■ **AIM**
Answer these questions using the comment thread below.
(a) Which site, according to the thread, does not allow emojis?
(b) To what year does the law against cutting off communications systems date back?
(c) In what year did the conversation whose screen caps the commenter no longer has take place?
======== PASSAGE GIVEN
Lol yeah those examples are clearly over the top, unhinged egregious bad taste emoji use! But I think strategically deployed occasionally used with some discernment they are fine. :shrug:
I had examples in this comment of how I see people using them at work but hackernews apparently doesn't allow emojis!
The fact that there is a demand for fake evil, functioning like fake piety did in the 1600s, is a flaw of difficult-to-encompass proportion. Our culture is totally bankrupt if companies are now pretending to be worse than they're in reality able to be.
Of course, in contrast to piety all fake evil is also real evil.
> Our culture is totally bankrupt if companies are now pretending to be worse than they're in reality able to be.
I mean, yeah - it’s “he’s not hurting the right people” turned into a product or enterprise and then sold specifically to people who really like that message, and which employs people who desperately want to be in charge of hurting those people as much as possible.
It doesn’t even have the plausible deniability of being a social media company.
The kind of vice-signaling Palantir employees do on this board is more pathetic than the guy who peaked in high school bragging about the time he woke up hungover in a pool of his own vomit.
"No really, I do consequential stuff! See, I met CCP premiers and shit, I supply analytics to help North Koreans assassins kill exiles living in the US! Trust me bro"
I've trolled so many Palantir employees since my freshman year in undergrad that if even 1% of their claims about their power and connections held any water, I would have been audited by the IRS at least once in my life and a "clerical error" would have happened with my car title leading to a weekend in jail for stealing my own car.
I only know 2 Palantir employees in real life, and they are both at least as lame as you would expect someone who says their uncle works for Nintendo to be.
One of them is married to a furry who cheated on him before they got married and supports "consensual love between adults and children", and the other displayed all the outward signs of an incel. The former looks like the old "Carl the Cuck" meme guy (Drew Pickles haircut and Frank Grimes glasses), and the latter told me some copypasta-tier story about how he was friends with "Chinese Princesses". I wish I had my screen caps of this conversation back in 2014, but I deleted Facebook a decade ago. It was bombastic compared to even the Navy Seal copypasta.
If I had to sum it all up, imagine a sysadmin for the Worcester, MA police department pretending to be Lex Luthor on HN for clout.
The USA cannot do it, because there is actually a law against cutting off communications systems dating back to 1944. Of course there have been attempts to make it possible.
This "current administration" thinking is exactly the problem. When your version of the current administration had the power to diminish the power of the administration, did it do that? None of them do.
Somehow there's always a failure of imagining that whatever the current administration is won't always be current.
> X cannot do it, because there is actually a law against Y
Famous last words.
================
======== PROVIDED DATA
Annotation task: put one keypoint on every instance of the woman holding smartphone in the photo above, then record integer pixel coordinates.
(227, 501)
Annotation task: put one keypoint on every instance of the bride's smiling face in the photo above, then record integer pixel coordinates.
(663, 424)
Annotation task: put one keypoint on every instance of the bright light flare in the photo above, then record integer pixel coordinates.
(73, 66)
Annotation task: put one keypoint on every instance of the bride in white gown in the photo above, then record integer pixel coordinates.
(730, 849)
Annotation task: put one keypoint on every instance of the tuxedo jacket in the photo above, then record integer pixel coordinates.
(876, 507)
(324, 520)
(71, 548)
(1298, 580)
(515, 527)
================
======== PROVIDED DATA
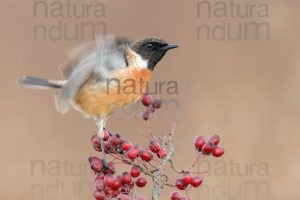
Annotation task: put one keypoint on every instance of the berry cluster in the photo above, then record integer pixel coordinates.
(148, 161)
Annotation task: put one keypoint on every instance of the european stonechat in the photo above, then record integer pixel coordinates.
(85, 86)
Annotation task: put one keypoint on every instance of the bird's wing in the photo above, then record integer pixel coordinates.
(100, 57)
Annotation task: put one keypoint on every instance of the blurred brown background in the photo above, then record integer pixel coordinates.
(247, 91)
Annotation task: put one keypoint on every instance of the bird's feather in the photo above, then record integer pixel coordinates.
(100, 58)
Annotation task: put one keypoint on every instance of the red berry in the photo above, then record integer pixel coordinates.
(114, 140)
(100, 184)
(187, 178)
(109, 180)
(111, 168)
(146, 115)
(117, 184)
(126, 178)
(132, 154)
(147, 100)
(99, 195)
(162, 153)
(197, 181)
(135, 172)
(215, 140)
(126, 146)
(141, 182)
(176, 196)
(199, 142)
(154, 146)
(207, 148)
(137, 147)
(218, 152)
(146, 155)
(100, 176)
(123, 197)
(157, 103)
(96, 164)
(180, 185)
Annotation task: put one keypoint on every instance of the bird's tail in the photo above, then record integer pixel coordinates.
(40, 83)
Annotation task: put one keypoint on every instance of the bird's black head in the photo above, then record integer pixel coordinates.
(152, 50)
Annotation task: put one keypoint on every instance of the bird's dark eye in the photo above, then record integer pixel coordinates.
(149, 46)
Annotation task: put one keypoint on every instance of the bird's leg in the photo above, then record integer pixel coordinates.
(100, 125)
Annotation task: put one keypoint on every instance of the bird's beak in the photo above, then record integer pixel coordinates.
================
■ **EXERCISE ANSWER**
(a) Hacker News
(b) 1944
(c) 2014